> ENUNCIADO 1
Responda com base no trecho abaixo:
(a) Que velho adágio é repetido na situação de bobo?
(b) Em que noites o footing anima a praça de Piraguara?
(c) Como se chama por aqui o passeio fugaz lado a lado com a moça?
──────── TRECHO SELECIONADO ────────
Repete, sempre que se vê na situação de bobo, o velho adágio: "Eu finjo de bobo para viver" Quando percebe um ingênuo no meio do povo, e se aquele está a caçoar dele, diz entre insonso e pensativo: “O que seria do bobo do Rei se o Rei não fosse meio bobo”. Isso vira uma verdadeira festa quando todos entendem a indireta menos o “Rei meio bobo”.

Perguntado sobre suas namoradas, lista as moças mais bonitas do lugar. Há indícios de que as solteironas gostam de participar dessa relação e que a disputam como forma de publicidade gratuita. Algumas delas até se submetem a andar de bonde com o Candinho, por alguns metros, como forma de constar da lista. Este footing, que anima a praça de Piraguara nas noites de sábado e domingo, só é patético para quem é pateta, mas o certo é que Candinho se alinha à moça e lá vai ele num passeio fugaz, lado a lado (que por aqui é chamado de andar de bonde), sem conversa, sem olhos nos olhos e sem mão na mão.  Anda apenas alguns metros pareado à dama, mas realizou seu fim de semana.
──────── DADOS FORNECIDOS ────────
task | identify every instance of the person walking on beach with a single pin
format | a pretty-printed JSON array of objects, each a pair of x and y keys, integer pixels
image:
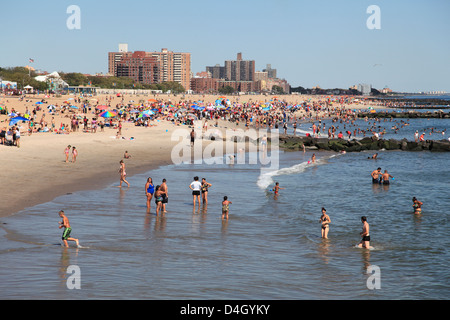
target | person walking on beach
[
  {"x": 417, "y": 205},
  {"x": 225, "y": 207},
  {"x": 67, "y": 230},
  {"x": 196, "y": 187},
  {"x": 149, "y": 190},
  {"x": 164, "y": 194},
  {"x": 205, "y": 186},
  {"x": 365, "y": 241},
  {"x": 325, "y": 221},
  {"x": 158, "y": 199},
  {"x": 192, "y": 135},
  {"x": 123, "y": 174},
  {"x": 74, "y": 154},
  {"x": 376, "y": 175},
  {"x": 66, "y": 152}
]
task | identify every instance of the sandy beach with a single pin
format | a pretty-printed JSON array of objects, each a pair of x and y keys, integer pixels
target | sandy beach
[{"x": 37, "y": 172}]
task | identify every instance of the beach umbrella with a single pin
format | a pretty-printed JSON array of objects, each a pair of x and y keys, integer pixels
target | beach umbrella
[
  {"x": 14, "y": 120},
  {"x": 108, "y": 114}
]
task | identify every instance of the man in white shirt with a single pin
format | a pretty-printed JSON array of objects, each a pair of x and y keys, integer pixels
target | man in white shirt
[{"x": 196, "y": 186}]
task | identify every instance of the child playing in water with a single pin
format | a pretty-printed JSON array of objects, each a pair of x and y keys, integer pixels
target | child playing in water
[
  {"x": 66, "y": 234},
  {"x": 225, "y": 207}
]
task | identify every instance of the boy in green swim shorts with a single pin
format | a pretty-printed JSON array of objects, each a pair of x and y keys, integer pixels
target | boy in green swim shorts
[{"x": 66, "y": 234}]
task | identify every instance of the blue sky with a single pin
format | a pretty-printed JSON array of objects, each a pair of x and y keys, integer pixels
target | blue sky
[{"x": 321, "y": 42}]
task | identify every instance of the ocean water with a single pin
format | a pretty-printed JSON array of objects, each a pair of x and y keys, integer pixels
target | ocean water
[
  {"x": 406, "y": 128},
  {"x": 270, "y": 248}
]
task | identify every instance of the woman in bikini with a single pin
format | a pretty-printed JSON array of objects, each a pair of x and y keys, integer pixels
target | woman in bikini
[
  {"x": 66, "y": 152},
  {"x": 123, "y": 174},
  {"x": 149, "y": 190},
  {"x": 74, "y": 154},
  {"x": 158, "y": 199},
  {"x": 205, "y": 186},
  {"x": 325, "y": 221},
  {"x": 417, "y": 205},
  {"x": 225, "y": 207}
]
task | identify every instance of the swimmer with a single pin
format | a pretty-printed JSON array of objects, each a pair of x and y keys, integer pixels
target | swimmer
[
  {"x": 205, "y": 186},
  {"x": 225, "y": 207},
  {"x": 277, "y": 188},
  {"x": 325, "y": 221},
  {"x": 417, "y": 205},
  {"x": 149, "y": 190},
  {"x": 385, "y": 177},
  {"x": 158, "y": 199},
  {"x": 365, "y": 241},
  {"x": 196, "y": 187},
  {"x": 123, "y": 174},
  {"x": 67, "y": 230}
]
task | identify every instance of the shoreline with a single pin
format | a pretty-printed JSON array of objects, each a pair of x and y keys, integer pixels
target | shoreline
[{"x": 36, "y": 172}]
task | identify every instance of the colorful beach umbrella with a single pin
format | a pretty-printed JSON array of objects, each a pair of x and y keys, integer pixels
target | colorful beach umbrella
[
  {"x": 14, "y": 120},
  {"x": 108, "y": 114}
]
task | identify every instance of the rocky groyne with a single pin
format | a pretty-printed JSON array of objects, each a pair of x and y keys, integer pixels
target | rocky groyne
[
  {"x": 408, "y": 114},
  {"x": 296, "y": 143}
]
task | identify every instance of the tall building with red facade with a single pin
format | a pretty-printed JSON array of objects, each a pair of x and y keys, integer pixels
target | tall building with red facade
[{"x": 151, "y": 67}]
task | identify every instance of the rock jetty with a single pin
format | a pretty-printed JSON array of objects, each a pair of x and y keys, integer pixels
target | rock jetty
[{"x": 296, "y": 143}]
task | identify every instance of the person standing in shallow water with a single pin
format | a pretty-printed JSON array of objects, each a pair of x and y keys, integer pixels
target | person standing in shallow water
[
  {"x": 365, "y": 241},
  {"x": 417, "y": 205},
  {"x": 325, "y": 221},
  {"x": 67, "y": 230},
  {"x": 149, "y": 190},
  {"x": 123, "y": 174}
]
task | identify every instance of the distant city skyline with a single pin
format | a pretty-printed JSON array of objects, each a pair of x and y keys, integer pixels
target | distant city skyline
[{"x": 310, "y": 43}]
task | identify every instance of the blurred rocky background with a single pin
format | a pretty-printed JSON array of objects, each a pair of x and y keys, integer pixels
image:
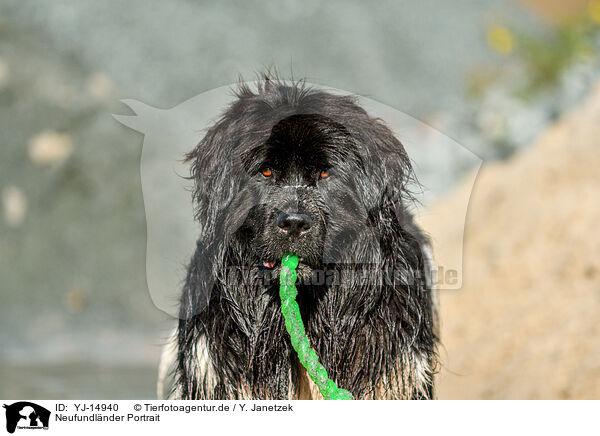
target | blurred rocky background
[{"x": 76, "y": 319}]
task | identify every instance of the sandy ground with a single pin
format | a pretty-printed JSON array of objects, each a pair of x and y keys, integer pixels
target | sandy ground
[{"x": 525, "y": 324}]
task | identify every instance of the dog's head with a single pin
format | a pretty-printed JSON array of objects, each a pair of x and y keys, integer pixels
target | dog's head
[{"x": 290, "y": 169}]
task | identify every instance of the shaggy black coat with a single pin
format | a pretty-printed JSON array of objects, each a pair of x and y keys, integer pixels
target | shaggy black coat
[{"x": 364, "y": 288}]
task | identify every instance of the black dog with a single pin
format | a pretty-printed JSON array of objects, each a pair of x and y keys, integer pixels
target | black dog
[{"x": 293, "y": 169}]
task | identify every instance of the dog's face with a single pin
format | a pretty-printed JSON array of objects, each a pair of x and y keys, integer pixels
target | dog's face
[
  {"x": 305, "y": 190},
  {"x": 302, "y": 173}
]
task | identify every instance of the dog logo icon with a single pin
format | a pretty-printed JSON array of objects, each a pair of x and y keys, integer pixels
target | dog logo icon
[{"x": 26, "y": 415}]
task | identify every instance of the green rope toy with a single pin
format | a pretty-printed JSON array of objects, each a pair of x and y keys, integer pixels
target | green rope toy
[{"x": 295, "y": 327}]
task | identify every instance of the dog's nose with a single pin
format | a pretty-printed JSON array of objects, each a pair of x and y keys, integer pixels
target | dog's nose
[{"x": 293, "y": 224}]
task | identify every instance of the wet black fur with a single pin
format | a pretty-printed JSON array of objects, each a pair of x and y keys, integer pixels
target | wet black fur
[{"x": 373, "y": 317}]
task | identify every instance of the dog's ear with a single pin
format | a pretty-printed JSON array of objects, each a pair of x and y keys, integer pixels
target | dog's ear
[{"x": 385, "y": 164}]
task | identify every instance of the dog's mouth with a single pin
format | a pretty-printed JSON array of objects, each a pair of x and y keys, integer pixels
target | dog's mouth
[
  {"x": 269, "y": 265},
  {"x": 304, "y": 269}
]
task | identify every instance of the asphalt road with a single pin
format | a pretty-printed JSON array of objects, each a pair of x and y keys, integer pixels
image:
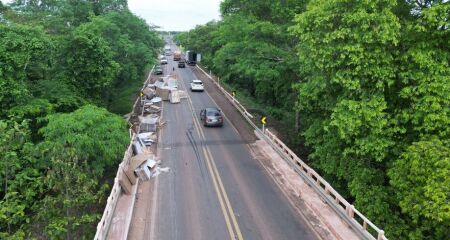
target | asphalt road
[{"x": 214, "y": 189}]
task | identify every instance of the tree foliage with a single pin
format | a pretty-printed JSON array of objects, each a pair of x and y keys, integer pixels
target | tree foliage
[
  {"x": 58, "y": 151},
  {"x": 371, "y": 82}
]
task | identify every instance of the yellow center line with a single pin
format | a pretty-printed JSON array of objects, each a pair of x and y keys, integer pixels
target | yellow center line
[
  {"x": 233, "y": 217},
  {"x": 216, "y": 178}
]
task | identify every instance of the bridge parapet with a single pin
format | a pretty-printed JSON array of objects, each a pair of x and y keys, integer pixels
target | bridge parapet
[{"x": 342, "y": 207}]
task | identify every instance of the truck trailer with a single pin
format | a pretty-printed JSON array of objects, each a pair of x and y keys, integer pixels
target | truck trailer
[
  {"x": 177, "y": 56},
  {"x": 191, "y": 58}
]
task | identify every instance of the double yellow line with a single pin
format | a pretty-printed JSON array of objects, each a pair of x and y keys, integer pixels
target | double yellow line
[{"x": 227, "y": 209}]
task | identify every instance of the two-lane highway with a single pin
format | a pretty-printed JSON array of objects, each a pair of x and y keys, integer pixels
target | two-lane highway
[{"x": 215, "y": 189}]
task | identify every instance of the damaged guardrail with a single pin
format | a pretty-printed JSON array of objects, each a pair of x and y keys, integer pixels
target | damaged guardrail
[
  {"x": 105, "y": 221},
  {"x": 343, "y": 208}
]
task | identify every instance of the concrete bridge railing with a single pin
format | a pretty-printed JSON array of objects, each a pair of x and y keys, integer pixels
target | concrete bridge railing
[
  {"x": 116, "y": 191},
  {"x": 344, "y": 209}
]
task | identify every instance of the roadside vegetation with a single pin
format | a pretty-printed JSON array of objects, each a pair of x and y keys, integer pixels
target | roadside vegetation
[
  {"x": 63, "y": 64},
  {"x": 370, "y": 81}
]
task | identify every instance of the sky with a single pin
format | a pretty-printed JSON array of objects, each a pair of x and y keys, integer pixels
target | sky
[{"x": 174, "y": 15}]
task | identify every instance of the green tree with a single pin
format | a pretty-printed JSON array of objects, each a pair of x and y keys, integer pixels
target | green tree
[
  {"x": 89, "y": 64},
  {"x": 421, "y": 176},
  {"x": 23, "y": 54}
]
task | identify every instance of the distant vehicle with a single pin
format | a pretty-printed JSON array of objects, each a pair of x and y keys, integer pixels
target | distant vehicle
[
  {"x": 197, "y": 85},
  {"x": 181, "y": 64},
  {"x": 191, "y": 58},
  {"x": 211, "y": 117},
  {"x": 177, "y": 56},
  {"x": 158, "y": 71}
]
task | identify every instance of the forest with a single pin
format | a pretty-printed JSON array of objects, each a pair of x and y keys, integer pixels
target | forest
[
  {"x": 69, "y": 71},
  {"x": 369, "y": 82}
]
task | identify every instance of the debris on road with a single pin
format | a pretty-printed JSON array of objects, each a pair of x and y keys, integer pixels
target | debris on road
[{"x": 159, "y": 170}]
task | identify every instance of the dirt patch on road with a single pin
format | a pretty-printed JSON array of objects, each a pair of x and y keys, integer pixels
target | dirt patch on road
[{"x": 235, "y": 117}]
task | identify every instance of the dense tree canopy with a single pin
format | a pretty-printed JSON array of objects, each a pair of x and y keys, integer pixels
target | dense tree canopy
[
  {"x": 371, "y": 82},
  {"x": 58, "y": 151}
]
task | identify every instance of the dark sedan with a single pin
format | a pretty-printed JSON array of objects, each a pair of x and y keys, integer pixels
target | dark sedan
[
  {"x": 158, "y": 71},
  {"x": 211, "y": 117}
]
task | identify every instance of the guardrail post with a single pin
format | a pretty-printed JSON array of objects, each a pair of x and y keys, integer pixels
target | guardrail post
[
  {"x": 381, "y": 235},
  {"x": 351, "y": 211}
]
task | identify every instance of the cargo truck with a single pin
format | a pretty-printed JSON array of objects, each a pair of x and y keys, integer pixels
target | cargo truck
[
  {"x": 177, "y": 56},
  {"x": 191, "y": 58}
]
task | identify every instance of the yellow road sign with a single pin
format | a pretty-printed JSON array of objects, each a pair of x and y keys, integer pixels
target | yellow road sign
[{"x": 264, "y": 120}]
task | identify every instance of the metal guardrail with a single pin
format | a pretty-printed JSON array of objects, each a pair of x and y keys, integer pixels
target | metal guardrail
[
  {"x": 105, "y": 222},
  {"x": 343, "y": 208}
]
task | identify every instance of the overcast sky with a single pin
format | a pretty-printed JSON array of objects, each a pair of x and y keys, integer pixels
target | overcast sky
[{"x": 174, "y": 15}]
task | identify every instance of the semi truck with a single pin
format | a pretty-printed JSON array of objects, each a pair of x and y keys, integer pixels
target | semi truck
[
  {"x": 192, "y": 57},
  {"x": 177, "y": 56}
]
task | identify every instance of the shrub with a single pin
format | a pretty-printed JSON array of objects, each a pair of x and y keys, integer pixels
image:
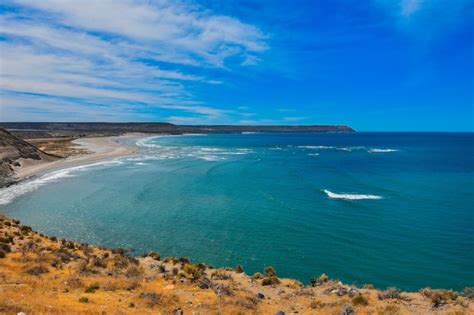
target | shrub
[
  {"x": 92, "y": 287},
  {"x": 184, "y": 260},
  {"x": 221, "y": 275},
  {"x": 5, "y": 247},
  {"x": 270, "y": 280},
  {"x": 323, "y": 278},
  {"x": 154, "y": 255},
  {"x": 270, "y": 271},
  {"x": 360, "y": 300},
  {"x": 153, "y": 298},
  {"x": 468, "y": 293},
  {"x": 37, "y": 270},
  {"x": 390, "y": 293},
  {"x": 133, "y": 271},
  {"x": 25, "y": 229},
  {"x": 439, "y": 297},
  {"x": 192, "y": 271},
  {"x": 257, "y": 275}
]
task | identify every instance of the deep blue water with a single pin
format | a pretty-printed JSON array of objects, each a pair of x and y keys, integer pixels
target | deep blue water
[{"x": 282, "y": 199}]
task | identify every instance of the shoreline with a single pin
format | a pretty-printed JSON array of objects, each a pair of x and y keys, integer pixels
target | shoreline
[{"x": 100, "y": 148}]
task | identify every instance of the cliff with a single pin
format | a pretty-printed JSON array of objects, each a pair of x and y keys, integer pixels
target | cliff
[
  {"x": 40, "y": 274},
  {"x": 12, "y": 150}
]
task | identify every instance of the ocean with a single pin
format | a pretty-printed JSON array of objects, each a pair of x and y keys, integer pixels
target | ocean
[{"x": 390, "y": 209}]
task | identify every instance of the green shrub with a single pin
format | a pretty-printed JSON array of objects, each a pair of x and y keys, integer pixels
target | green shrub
[
  {"x": 270, "y": 271},
  {"x": 270, "y": 280},
  {"x": 360, "y": 300},
  {"x": 92, "y": 287},
  {"x": 192, "y": 271},
  {"x": 257, "y": 275}
]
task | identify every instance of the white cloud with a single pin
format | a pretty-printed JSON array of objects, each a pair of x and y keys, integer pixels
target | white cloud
[
  {"x": 409, "y": 7},
  {"x": 75, "y": 54}
]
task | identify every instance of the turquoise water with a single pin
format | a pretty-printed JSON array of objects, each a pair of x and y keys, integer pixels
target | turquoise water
[{"x": 391, "y": 209}]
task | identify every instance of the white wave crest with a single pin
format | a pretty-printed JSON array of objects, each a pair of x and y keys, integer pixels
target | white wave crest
[
  {"x": 350, "y": 196},
  {"x": 382, "y": 150},
  {"x": 8, "y": 194}
]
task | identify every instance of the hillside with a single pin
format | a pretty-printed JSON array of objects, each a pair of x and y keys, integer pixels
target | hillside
[
  {"x": 12, "y": 150},
  {"x": 40, "y": 274},
  {"x": 29, "y": 130}
]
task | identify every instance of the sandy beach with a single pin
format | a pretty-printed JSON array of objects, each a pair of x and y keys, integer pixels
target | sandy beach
[{"x": 99, "y": 149}]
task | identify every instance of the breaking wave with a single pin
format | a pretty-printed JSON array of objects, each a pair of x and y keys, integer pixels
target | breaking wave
[{"x": 332, "y": 195}]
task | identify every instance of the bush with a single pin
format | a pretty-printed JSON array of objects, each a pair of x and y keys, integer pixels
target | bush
[
  {"x": 360, "y": 300},
  {"x": 319, "y": 280},
  {"x": 92, "y": 287},
  {"x": 257, "y": 275},
  {"x": 154, "y": 255},
  {"x": 37, "y": 270},
  {"x": 468, "y": 293},
  {"x": 390, "y": 293},
  {"x": 270, "y": 280},
  {"x": 5, "y": 247},
  {"x": 439, "y": 297},
  {"x": 153, "y": 298},
  {"x": 192, "y": 271},
  {"x": 25, "y": 229},
  {"x": 270, "y": 271}
]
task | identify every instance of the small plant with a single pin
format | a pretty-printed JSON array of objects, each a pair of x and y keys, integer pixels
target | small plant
[
  {"x": 270, "y": 271},
  {"x": 192, "y": 271},
  {"x": 37, "y": 270},
  {"x": 319, "y": 280},
  {"x": 360, "y": 300},
  {"x": 257, "y": 275},
  {"x": 153, "y": 298},
  {"x": 92, "y": 287},
  {"x": 154, "y": 255},
  {"x": 468, "y": 293},
  {"x": 270, "y": 280},
  {"x": 439, "y": 297},
  {"x": 5, "y": 247},
  {"x": 390, "y": 293}
]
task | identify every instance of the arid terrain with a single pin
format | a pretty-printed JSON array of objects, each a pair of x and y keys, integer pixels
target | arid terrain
[{"x": 40, "y": 274}]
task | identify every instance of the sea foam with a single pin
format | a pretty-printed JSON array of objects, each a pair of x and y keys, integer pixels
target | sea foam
[
  {"x": 350, "y": 196},
  {"x": 382, "y": 150}
]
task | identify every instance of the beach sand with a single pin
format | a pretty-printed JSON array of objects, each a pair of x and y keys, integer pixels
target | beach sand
[{"x": 98, "y": 149}]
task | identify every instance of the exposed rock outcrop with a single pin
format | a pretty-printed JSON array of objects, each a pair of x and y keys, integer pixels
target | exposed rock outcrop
[{"x": 12, "y": 150}]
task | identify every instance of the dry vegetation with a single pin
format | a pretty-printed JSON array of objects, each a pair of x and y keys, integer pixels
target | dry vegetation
[{"x": 40, "y": 274}]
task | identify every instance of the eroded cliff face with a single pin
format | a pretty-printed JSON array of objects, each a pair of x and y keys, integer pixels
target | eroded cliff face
[{"x": 12, "y": 150}]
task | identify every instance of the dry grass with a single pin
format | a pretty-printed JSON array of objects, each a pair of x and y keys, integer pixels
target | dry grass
[{"x": 45, "y": 275}]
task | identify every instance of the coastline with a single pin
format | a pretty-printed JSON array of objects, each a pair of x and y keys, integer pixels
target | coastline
[{"x": 99, "y": 148}]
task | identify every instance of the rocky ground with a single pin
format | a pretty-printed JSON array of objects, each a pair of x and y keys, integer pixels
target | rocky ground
[
  {"x": 12, "y": 151},
  {"x": 40, "y": 274}
]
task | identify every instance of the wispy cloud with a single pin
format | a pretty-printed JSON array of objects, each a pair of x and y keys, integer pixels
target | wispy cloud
[{"x": 123, "y": 56}]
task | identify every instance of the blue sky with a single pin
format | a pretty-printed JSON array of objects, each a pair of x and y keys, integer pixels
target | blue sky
────────
> ENUNCIADO 2
Localize nos registros todas as linhas que contêm a palavra "city" e copie-as, levando em conta maiúsculas e minúsculas.

> RESOLUÇÃO ESCRITA 1
(a) "Eu finjo de bobo para viver".
(b) Nas noites de sábado e domingo.
(c) Andar de bonde.

> RESOLUÇÃO ESCRITA 2
task | identify every instance of the distant city skyline with a single pin
target | distant city skyline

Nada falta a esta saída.